Task instructions:
Reproduce every entry in the listing without alteration.

Exercise input:
+ + + +
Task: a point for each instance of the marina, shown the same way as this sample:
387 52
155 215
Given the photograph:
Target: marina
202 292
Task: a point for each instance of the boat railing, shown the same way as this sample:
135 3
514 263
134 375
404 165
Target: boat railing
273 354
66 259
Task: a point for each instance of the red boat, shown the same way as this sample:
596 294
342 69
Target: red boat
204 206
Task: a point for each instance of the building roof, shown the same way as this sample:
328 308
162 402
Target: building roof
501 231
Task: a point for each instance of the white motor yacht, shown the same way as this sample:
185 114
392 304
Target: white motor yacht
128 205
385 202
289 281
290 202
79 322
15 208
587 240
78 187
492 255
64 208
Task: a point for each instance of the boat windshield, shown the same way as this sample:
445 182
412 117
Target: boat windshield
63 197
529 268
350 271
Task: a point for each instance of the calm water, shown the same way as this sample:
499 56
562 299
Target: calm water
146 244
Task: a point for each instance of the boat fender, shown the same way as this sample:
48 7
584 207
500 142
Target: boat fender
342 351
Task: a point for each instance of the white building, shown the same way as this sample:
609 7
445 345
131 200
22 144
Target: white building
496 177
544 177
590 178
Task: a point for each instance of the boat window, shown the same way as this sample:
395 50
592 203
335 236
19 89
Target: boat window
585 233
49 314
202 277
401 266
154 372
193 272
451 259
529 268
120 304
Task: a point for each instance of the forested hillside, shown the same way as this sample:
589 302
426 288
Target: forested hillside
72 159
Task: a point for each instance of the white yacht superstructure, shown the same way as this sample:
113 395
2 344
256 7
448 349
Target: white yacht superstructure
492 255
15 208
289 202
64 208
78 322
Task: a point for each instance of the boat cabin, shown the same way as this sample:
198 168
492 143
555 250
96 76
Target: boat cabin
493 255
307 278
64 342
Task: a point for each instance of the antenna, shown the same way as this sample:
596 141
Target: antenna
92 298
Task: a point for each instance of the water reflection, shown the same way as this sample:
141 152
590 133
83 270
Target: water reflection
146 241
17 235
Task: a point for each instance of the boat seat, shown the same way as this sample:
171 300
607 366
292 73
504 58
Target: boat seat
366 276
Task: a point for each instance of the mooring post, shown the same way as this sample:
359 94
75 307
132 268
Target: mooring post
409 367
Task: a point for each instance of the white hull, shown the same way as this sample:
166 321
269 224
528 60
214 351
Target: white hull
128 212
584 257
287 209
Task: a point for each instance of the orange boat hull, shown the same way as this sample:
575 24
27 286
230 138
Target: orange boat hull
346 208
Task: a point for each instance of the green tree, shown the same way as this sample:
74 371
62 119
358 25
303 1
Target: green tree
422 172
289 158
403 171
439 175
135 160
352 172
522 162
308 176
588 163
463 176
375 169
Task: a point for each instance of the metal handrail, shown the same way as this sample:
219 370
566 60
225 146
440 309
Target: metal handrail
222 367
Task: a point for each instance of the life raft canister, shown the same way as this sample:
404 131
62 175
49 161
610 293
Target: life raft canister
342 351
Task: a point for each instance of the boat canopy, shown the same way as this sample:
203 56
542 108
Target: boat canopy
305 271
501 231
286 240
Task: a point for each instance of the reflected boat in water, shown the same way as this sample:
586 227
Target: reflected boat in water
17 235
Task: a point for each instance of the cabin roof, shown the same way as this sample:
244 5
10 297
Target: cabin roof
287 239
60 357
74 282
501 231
+ + + +
Answer to the problem:
Task: a point for each instance of the marina, shown the same way as this sample:
387 52
155 215
Given the photograph:
Target: marina
202 292
Task: a point for each instance of the boat railing, shown the same way as this sample:
135 3
514 263
134 375
404 165
Target: boat railing
273 354
66 259
Task: a point for each instance of the red boat, shown the same way as this sample:
596 294
342 69
Target: red boat
204 206
Task: a point for each instance of the building roof, shown the same way as this sample:
328 308
162 402
Target: building roof
501 231
Task: a point for each instance of the white motor yacht, shown the same way as this sample:
185 114
392 304
Target: white motor yacht
128 205
385 202
289 281
290 202
79 322
15 208
587 240
78 187
492 255
64 208
Task: a point for each instance of the boat windshield, shown the same way as this sample:
445 182
412 117
Target: boat windshield
63 197
529 268
350 271
Task: a point for each instance of the calm water, shown the same way as this sample:
499 56
562 299
Target: calm water
146 244
Task: a point for each instance of the boat fender, shown the same way as this sample:
48 7
584 207
500 142
Target: boat fender
342 351
Task: a point for each instance of the white building, shown the same way as this sample:
609 7
445 345
131 200
22 144
Target: white building
496 177
544 177
590 178
Task: a point for each instance of the boat window, shown the same way as this sample:
395 50
592 203
335 236
19 89
Target: boat window
585 233
49 314
202 277
401 266
154 372
193 272
451 259
529 268
120 304
Task: a point for each instance of the forested hillside, shown the same way as this sample:
589 302
426 288
Target: forested hillside
72 159
Task: a point for each instance of the white yacht superstructure, shown the same way as this sample:
113 395
2 344
256 7
448 349
Target: white yacht superstructure
492 255
15 208
289 202
64 208
78 322
Task: a point for each instance of the boat cabin, shown the same way as this sample:
198 168
492 143
555 250
96 76
Target: boat cabin
493 255
307 278
64 342
Task: a point for each instance of the antenna, shown the same way as this sample:
596 141
Target: antenna
92 298
Task: a point for each instance of the water reflection, shown the same way as this sample:
141 152
590 133
83 270
Target: water reflection
146 241
17 235
Task: a point for each instance of the boat seat, shown the same way as this sample:
171 300
607 366
292 73
504 58
Target: boat seat
366 276
Task: a point for each instance of the mooring post, shown the same way as this sample:
359 94
75 307
132 268
Target: mooring post
409 367
Task: a point for each instance of the white hull, shown the same way as this sample:
166 321
269 224
528 60
214 351
Target: white hull
128 212
584 257
287 209
Task: a point for each instance of the orange boat hull, shown the same way as this sample:
575 24
27 286
230 138
Target: orange boat hull
346 208
Task: a point for each instance of the green tree, shown the same way as this sample:
74 371
62 119
358 25
303 1
Target: green tree
422 172
289 158
403 171
439 175
135 160
352 172
522 162
308 176
588 163
463 176
375 169
Task: a point for each instance of the metal handrail, shown the same way as this sample:
219 370
566 60
225 146
440 309
Target: metal handrail
222 367
Task: a point for each instance of the life raft canister, shown the same way as this sample:
404 131
62 175
49 161
610 293
Target: life raft canister
342 351
Task: a point for each instance of the boat canopy, shown the same way as this sample:
203 56
542 108
Target: boat canopy
305 271
501 231
286 240
Task: a point for each instance of the reflected boat in water, shown the same way as this sample:
586 227
Target: reflected boat in water
17 235
Task: a point for each instance of the cabin roof, shown the same way as this sample:
244 5
10 297
Target: cabin roof
287 239
60 357
74 282
501 231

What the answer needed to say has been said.